[Opening Source document section]

Vericel Corporation (NASDAQ:VCEL), a leading developer of
autologous expanded cell therapies for the treatment of patients
with serious diseases and conditions, today reported financial
results for the first quarter ended March 31, 2017.
Total net revenues for the quarter ended March 31, 2017 were
approximately $9.4 million, net of a $2.8 million revenue reserve
related to an unresolved contractual dispute between one of the
Company’s pharmacy providers and a payer. Net revenue
included approximately $5.0 million of Carticel® (autologous
cultured chondrocytes) and MACI® (autologous cultured chondrocytes
on porcine collage membrane) net revenues and approximately $4.4
million of Epicel® (cultured epidermal autografts) net revenues,
compared to $8.8 million of Carticel revenues and $5.3 million of
Epicel revenues, respectively, in the first quarter of 2016.

[Closing Source document section]
[Opening Provided material section]

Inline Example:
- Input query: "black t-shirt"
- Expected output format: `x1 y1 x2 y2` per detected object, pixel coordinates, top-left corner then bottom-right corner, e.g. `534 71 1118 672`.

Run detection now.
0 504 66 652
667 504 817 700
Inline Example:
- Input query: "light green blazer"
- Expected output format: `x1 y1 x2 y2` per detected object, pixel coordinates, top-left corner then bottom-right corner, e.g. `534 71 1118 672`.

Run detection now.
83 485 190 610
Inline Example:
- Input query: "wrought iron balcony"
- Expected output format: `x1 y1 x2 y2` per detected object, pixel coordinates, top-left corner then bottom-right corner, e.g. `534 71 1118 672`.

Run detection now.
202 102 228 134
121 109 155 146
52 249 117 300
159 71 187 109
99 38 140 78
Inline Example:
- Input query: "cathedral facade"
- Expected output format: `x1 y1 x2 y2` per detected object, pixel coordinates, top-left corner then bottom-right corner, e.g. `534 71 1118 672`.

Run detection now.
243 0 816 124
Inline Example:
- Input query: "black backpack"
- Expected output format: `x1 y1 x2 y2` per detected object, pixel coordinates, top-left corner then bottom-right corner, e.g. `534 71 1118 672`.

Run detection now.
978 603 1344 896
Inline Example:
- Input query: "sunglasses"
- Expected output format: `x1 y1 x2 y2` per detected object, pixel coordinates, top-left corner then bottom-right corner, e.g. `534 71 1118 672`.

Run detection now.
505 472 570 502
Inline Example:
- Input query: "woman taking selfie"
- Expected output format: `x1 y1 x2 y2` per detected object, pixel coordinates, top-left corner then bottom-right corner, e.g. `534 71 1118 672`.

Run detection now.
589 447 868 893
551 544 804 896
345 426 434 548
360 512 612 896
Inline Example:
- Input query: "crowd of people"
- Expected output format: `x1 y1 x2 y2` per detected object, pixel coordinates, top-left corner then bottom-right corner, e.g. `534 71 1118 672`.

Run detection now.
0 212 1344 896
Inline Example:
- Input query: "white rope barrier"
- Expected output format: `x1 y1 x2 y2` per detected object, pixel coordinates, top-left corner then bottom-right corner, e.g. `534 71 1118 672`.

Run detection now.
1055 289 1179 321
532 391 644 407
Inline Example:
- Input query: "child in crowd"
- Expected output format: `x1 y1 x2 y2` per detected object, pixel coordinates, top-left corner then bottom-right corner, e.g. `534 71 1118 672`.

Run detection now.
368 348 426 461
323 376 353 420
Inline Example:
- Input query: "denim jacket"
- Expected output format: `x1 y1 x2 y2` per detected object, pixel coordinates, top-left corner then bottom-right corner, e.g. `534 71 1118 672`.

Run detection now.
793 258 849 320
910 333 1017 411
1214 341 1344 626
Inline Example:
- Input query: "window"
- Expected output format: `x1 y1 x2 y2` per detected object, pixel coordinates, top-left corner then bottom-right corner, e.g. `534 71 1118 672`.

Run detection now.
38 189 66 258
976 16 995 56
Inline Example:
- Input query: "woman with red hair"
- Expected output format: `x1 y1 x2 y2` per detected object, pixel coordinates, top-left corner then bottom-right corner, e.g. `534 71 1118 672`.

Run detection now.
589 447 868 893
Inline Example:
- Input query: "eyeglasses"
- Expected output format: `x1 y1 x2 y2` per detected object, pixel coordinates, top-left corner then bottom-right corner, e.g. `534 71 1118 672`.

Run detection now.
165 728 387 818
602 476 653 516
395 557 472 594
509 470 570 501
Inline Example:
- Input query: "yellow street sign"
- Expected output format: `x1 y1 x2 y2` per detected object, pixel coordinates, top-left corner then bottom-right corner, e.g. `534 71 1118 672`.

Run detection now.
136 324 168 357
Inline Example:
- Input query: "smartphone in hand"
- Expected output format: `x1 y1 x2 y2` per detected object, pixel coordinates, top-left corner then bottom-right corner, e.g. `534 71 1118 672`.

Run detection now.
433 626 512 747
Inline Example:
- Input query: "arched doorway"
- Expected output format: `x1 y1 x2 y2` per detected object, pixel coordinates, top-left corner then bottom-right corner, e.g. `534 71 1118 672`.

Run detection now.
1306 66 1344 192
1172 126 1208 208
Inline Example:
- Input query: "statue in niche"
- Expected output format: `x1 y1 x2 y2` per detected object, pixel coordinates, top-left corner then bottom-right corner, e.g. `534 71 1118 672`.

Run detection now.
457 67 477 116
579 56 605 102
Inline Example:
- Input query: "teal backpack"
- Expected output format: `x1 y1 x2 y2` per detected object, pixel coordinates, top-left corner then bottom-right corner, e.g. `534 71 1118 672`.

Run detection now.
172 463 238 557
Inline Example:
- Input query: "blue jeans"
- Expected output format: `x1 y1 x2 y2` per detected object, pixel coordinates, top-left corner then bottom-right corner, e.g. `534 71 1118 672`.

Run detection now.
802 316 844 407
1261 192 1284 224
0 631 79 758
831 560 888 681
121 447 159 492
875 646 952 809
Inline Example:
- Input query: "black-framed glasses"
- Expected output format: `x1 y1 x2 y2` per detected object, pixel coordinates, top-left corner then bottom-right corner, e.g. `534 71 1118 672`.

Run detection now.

[Closing Provided material section]

_Brief A_
Translate into Spanish the following sentence from the Vericel earnings release: "Vericel Corporation (NASDAQ:VCEL), a leading developer of autologous expanded cell therapies for the treatment of patients with serious diseases and conditions, today reported financial results for the first quarter ended March 31, 2017."
_Brief B_
According to the Vericel earnings release, what was the amount of the revenue reserve netted against total net revenues for the quarter ended March 31, 2017?
_Brief C_
Continue the Vericel earnings release from its last sentence, keeping its formal style.

_Exercise response A_
Vericel Corporation (NASDAQ:VCEL), empresa líder en el desarrollo de terapias celulares autólogas expandidas para el tratamiento de pacientes con enfermedades y afecciones graves, informó hoy sus resultados financieros correspondientes al primer trimestre finalizado el 31 de marzo de 2017.

_Exercise response B_
The revenue reserve was $2.8 million.

_Exercise response C_
Carticel and MACI net revenues reflect a change in estimate for
revenue reserves of $2.1 million related to 2016 sales and $0.7
million related to 2017 sales. The company engages pharmacies
to contract with insurance providers and recently received
notification of a dispute between one contracted pharmacy and a
payer. Since the company retains credit and collection risk
from the end customer, we revised our estimate by assuming cases
processed by that pharmacy will be paid at a lower out-of-network
rate. The earlier estimates were based on claims being paid
on an in-network basis consistent with the actual payment history
and the pharmacy’s interpretation of its contract with the
payer.
Gross profit for the quarter ended March 31, 2017 was $2.3
million, or 24% of net revenues, compared to $7.5 million, or 54%
of net product revenues, for the first quarter of 2016.
Research and development expenses for the quarters ended March
31, 2017 and March 31, 2016 were $3.5 million. Clinical trial
expenses for the ixCELL-DCM clinical trial and research and
development expenses related to Epicel were consistent for both
periods. Research and development expenses related to
Carticel decreased, offset by an increase in research and
development expenses related to MACI.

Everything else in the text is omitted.